• **YOUR TASK**: Reproduce the records below exactly, but only between the lines holding "Target: white rounded rock" and "range in this photo.", inclusive.

• **WORKING DATA**:
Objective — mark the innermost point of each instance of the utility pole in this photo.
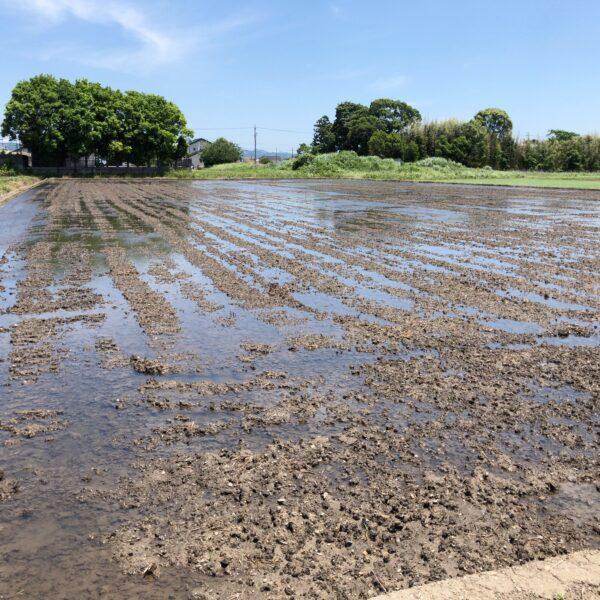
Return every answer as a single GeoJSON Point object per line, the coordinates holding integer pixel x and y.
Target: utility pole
{"type": "Point", "coordinates": [255, 144]}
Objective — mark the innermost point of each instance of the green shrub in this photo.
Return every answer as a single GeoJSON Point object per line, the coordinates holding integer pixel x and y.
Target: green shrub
{"type": "Point", "coordinates": [302, 160]}
{"type": "Point", "coordinates": [221, 151]}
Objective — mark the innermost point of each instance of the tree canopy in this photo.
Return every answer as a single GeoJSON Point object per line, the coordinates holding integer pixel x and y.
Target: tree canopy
{"type": "Point", "coordinates": [221, 151]}
{"type": "Point", "coordinates": [394, 129]}
{"type": "Point", "coordinates": [59, 120]}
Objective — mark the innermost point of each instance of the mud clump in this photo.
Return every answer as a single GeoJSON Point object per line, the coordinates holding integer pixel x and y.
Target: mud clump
{"type": "Point", "coordinates": [149, 366]}
{"type": "Point", "coordinates": [8, 487]}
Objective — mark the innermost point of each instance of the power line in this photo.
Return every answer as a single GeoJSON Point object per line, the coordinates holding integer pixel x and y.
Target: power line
{"type": "Point", "coordinates": [247, 128]}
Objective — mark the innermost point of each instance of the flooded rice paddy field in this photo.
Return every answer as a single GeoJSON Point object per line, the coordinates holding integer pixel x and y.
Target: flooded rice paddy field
{"type": "Point", "coordinates": [293, 389]}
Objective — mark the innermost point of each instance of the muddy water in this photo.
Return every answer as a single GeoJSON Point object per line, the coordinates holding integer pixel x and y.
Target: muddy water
{"type": "Point", "coordinates": [427, 357]}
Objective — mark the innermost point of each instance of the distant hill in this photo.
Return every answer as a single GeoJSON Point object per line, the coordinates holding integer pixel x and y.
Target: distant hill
{"type": "Point", "coordinates": [259, 153]}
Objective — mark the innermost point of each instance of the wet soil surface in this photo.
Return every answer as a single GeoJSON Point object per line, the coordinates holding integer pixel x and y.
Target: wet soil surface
{"type": "Point", "coordinates": [293, 389]}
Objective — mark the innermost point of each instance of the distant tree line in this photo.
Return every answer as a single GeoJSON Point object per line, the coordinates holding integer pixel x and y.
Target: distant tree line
{"type": "Point", "coordinates": [393, 129]}
{"type": "Point", "coordinates": [58, 120]}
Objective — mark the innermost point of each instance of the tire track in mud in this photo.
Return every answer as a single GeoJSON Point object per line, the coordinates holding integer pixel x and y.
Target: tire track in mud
{"type": "Point", "coordinates": [418, 445]}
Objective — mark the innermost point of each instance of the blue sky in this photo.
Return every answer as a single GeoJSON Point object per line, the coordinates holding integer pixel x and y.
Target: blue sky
{"type": "Point", "coordinates": [231, 64]}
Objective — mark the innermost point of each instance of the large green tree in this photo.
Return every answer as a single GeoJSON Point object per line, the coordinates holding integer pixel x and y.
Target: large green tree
{"type": "Point", "coordinates": [361, 128]}
{"type": "Point", "coordinates": [324, 137]}
{"type": "Point", "coordinates": [57, 120]}
{"type": "Point", "coordinates": [394, 115]}
{"type": "Point", "coordinates": [221, 151]}
{"type": "Point", "coordinates": [387, 145]}
{"type": "Point", "coordinates": [33, 115]}
{"type": "Point", "coordinates": [345, 112]}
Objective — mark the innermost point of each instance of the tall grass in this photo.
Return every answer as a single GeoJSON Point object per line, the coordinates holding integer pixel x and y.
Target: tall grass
{"type": "Point", "coordinates": [11, 183]}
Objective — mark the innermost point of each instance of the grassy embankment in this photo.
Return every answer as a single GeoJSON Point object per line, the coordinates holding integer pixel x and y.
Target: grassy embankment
{"type": "Point", "coordinates": [10, 184]}
{"type": "Point", "coordinates": [349, 166]}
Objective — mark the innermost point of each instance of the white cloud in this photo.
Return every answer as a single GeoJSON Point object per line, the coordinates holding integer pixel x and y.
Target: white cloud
{"type": "Point", "coordinates": [389, 84]}
{"type": "Point", "coordinates": [152, 46]}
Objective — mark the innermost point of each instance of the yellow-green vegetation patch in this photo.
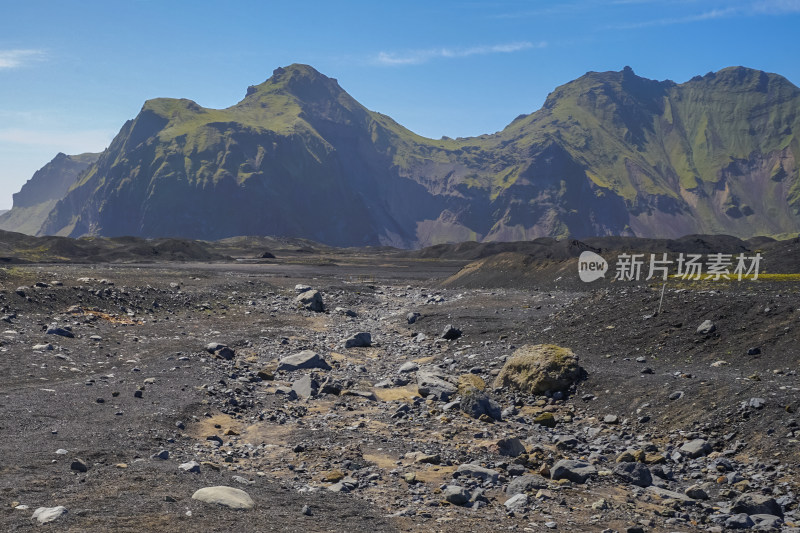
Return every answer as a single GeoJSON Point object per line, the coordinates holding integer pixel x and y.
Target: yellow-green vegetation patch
{"type": "Point", "coordinates": [539, 368]}
{"type": "Point", "coordinates": [467, 382]}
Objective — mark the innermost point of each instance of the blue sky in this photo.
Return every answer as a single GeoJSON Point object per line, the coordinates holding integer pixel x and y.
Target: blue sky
{"type": "Point", "coordinates": [71, 73]}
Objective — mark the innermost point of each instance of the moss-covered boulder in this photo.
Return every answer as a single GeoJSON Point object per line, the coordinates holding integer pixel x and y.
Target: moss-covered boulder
{"type": "Point", "coordinates": [468, 382]}
{"type": "Point", "coordinates": [539, 368]}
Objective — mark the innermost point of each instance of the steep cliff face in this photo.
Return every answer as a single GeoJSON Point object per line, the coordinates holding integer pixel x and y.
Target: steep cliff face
{"type": "Point", "coordinates": [32, 204]}
{"type": "Point", "coordinates": [608, 154]}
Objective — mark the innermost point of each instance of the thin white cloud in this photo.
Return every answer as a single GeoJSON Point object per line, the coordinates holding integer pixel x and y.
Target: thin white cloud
{"type": "Point", "coordinates": [777, 7]}
{"type": "Point", "coordinates": [18, 58]}
{"type": "Point", "coordinates": [743, 9]}
{"type": "Point", "coordinates": [70, 142]}
{"type": "Point", "coordinates": [416, 57]}
{"type": "Point", "coordinates": [669, 21]}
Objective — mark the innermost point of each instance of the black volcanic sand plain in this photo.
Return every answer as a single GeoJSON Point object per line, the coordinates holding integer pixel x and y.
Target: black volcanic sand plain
{"type": "Point", "coordinates": [136, 380]}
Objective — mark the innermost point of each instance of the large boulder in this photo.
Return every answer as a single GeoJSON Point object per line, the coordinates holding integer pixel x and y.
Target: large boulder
{"type": "Point", "coordinates": [225, 496]}
{"type": "Point", "coordinates": [359, 340]}
{"type": "Point", "coordinates": [431, 381]}
{"type": "Point", "coordinates": [526, 483]}
{"type": "Point", "coordinates": [302, 361]}
{"type": "Point", "coordinates": [575, 471]}
{"type": "Point", "coordinates": [476, 403]}
{"type": "Point", "coordinates": [751, 503]}
{"type": "Point", "coordinates": [539, 368]}
{"type": "Point", "coordinates": [634, 473]}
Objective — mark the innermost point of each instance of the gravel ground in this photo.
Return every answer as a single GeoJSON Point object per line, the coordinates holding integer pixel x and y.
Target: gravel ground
{"type": "Point", "coordinates": [366, 452]}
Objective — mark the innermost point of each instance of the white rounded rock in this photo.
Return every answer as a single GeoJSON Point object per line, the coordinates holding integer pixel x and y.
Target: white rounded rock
{"type": "Point", "coordinates": [226, 496]}
{"type": "Point", "coordinates": [48, 514]}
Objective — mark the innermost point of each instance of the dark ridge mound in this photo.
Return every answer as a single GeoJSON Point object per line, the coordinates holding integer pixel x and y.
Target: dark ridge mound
{"type": "Point", "coordinates": [20, 248]}
{"type": "Point", "coordinates": [541, 249]}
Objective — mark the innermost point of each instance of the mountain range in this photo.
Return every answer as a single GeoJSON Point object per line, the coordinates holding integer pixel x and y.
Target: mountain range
{"type": "Point", "coordinates": [610, 153]}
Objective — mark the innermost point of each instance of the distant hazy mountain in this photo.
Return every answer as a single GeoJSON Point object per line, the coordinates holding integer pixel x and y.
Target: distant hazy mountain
{"type": "Point", "coordinates": [38, 196]}
{"type": "Point", "coordinates": [608, 154]}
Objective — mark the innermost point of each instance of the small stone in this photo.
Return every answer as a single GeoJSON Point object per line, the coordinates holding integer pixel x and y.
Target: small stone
{"type": "Point", "coordinates": [756, 403]}
{"type": "Point", "coordinates": [78, 465]}
{"type": "Point", "coordinates": [310, 300]}
{"type": "Point", "coordinates": [706, 327]}
{"type": "Point", "coordinates": [739, 521]}
{"type": "Point", "coordinates": [45, 515]}
{"type": "Point", "coordinates": [677, 395]}
{"type": "Point", "coordinates": [696, 448]}
{"type": "Point", "coordinates": [191, 466]}
{"type": "Point", "coordinates": [478, 472]}
{"type": "Point", "coordinates": [409, 366]}
{"type": "Point", "coordinates": [163, 455]}
{"type": "Point", "coordinates": [696, 492]}
{"type": "Point", "coordinates": [456, 495]}
{"type": "Point", "coordinates": [756, 504]}
{"type": "Point", "coordinates": [516, 502]}
{"type": "Point", "coordinates": [525, 483]}
{"type": "Point", "coordinates": [546, 420]}
{"type": "Point", "coordinates": [634, 473]}
{"type": "Point", "coordinates": [302, 361]}
{"type": "Point", "coordinates": [451, 333]}
{"type": "Point", "coordinates": [62, 332]}
{"type": "Point", "coordinates": [575, 471]}
{"type": "Point", "coordinates": [359, 340]}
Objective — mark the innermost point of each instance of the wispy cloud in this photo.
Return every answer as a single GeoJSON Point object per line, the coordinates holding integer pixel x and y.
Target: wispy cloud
{"type": "Point", "coordinates": [17, 58]}
{"type": "Point", "coordinates": [777, 7]}
{"type": "Point", "coordinates": [747, 8]}
{"type": "Point", "coordinates": [669, 21]}
{"type": "Point", "coordinates": [71, 142]}
{"type": "Point", "coordinates": [416, 57]}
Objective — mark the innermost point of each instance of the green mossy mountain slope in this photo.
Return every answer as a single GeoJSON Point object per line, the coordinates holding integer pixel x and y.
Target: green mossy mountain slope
{"type": "Point", "coordinates": [608, 154]}
{"type": "Point", "coordinates": [38, 196]}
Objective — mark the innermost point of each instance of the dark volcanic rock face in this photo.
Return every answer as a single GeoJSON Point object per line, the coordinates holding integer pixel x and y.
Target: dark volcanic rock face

• **WRITTEN ANSWER**:
Target: white rounded rock
{"type": "Point", "coordinates": [226, 496]}
{"type": "Point", "coordinates": [48, 514]}
Objective — mark the innermost point of each instance of the dark ridge mound in this photo.
Return every answer as a single GeoJSON Point object per line, the coordinates holding integer pixel x and y.
Target: dark ridge mound
{"type": "Point", "coordinates": [20, 248]}
{"type": "Point", "coordinates": [541, 249]}
Objective — mark the innermost point of each instance of the mountain range in this photo.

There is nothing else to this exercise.